◆ What you need to do ◆
Please pick out each line of the material below that contains the word "image" and copy those lines.

◆ Data provided ◆
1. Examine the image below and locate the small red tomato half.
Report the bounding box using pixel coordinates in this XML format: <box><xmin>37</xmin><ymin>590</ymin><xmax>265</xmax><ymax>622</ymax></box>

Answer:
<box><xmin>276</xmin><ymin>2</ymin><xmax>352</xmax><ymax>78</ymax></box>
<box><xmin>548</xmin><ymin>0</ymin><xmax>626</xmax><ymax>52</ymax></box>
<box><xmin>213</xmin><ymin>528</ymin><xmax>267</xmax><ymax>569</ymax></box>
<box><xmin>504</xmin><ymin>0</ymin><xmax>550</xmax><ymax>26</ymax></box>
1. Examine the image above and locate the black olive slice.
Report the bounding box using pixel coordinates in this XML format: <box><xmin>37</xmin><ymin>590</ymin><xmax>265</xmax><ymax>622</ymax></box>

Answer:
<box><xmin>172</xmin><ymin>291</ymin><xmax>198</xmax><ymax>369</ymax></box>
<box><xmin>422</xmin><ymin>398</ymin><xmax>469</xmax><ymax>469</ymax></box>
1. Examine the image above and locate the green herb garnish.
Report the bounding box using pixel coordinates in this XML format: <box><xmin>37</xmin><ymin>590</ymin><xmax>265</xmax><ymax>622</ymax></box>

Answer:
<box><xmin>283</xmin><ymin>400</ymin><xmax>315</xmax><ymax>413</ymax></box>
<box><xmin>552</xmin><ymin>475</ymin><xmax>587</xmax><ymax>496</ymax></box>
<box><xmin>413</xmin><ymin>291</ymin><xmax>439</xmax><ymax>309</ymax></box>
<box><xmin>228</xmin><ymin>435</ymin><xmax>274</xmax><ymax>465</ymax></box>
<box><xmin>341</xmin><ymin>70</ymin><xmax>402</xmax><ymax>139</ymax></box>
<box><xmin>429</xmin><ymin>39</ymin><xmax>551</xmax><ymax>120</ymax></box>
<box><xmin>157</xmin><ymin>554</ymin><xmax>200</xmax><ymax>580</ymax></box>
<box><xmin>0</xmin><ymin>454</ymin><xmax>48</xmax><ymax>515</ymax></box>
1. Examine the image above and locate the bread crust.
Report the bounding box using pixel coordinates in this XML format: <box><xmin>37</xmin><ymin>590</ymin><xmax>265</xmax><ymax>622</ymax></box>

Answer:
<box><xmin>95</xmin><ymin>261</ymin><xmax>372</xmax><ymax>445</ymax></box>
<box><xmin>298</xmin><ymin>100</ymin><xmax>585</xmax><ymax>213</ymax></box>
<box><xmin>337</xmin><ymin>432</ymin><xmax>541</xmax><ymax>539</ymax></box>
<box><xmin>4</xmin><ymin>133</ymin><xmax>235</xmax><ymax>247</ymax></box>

◆ Problem solution ◆
1. Examine the image below and locate the small red tomato half.
1. Examine the image above and locate the black olive slice.
1. Examine the image above and locate the green herb garnish.
1. Examine the image above and locate the bread crust.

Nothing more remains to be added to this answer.